BEGIN STORED DATA

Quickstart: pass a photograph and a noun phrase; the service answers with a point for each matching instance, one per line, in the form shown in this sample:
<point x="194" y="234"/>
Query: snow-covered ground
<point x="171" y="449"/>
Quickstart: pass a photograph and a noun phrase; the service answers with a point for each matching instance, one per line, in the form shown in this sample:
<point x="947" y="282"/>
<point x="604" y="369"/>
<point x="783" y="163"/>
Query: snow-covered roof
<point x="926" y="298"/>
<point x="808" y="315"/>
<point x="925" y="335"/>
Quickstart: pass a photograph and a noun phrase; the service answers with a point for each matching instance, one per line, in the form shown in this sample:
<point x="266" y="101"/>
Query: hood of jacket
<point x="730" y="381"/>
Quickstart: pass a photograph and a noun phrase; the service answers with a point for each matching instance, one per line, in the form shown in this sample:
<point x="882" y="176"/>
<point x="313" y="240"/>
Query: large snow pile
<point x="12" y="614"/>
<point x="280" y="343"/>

END STORED DATA

Reproduce all of the material above word for word, keeping every line in its original order.

** SOLUTION BELOW **
Quickstart: pass a photograph and a noun phrase; the service answers with a point for each matching instance, one per line, in the form shown in this sample:
<point x="194" y="234"/>
Query: snow-covered ground
<point x="171" y="449"/>
Quickstart: pass a photograph and a noun phrase; the service answers with a point for each matching instance, one per line, in the form shown in this sample:
<point x="947" y="282"/>
<point x="604" y="369"/>
<point x="783" y="163"/>
Query: snow-covered roof
<point x="926" y="298"/>
<point x="808" y="315"/>
<point x="925" y="335"/>
Quickstart: pass a photograph and a noun phrase; the service answers with a point for each matching instance, one per line, in the form shown in this sample:
<point x="266" y="101"/>
Query: hood of jacket
<point x="730" y="381"/>
Quickstart: pass a photograph and a noun phrase; the service answers with a point for each matching instance, one per line, in the form shown in this sample:
<point x="882" y="176"/>
<point x="313" y="240"/>
Query: large snow pile
<point x="12" y="614"/>
<point x="280" y="343"/>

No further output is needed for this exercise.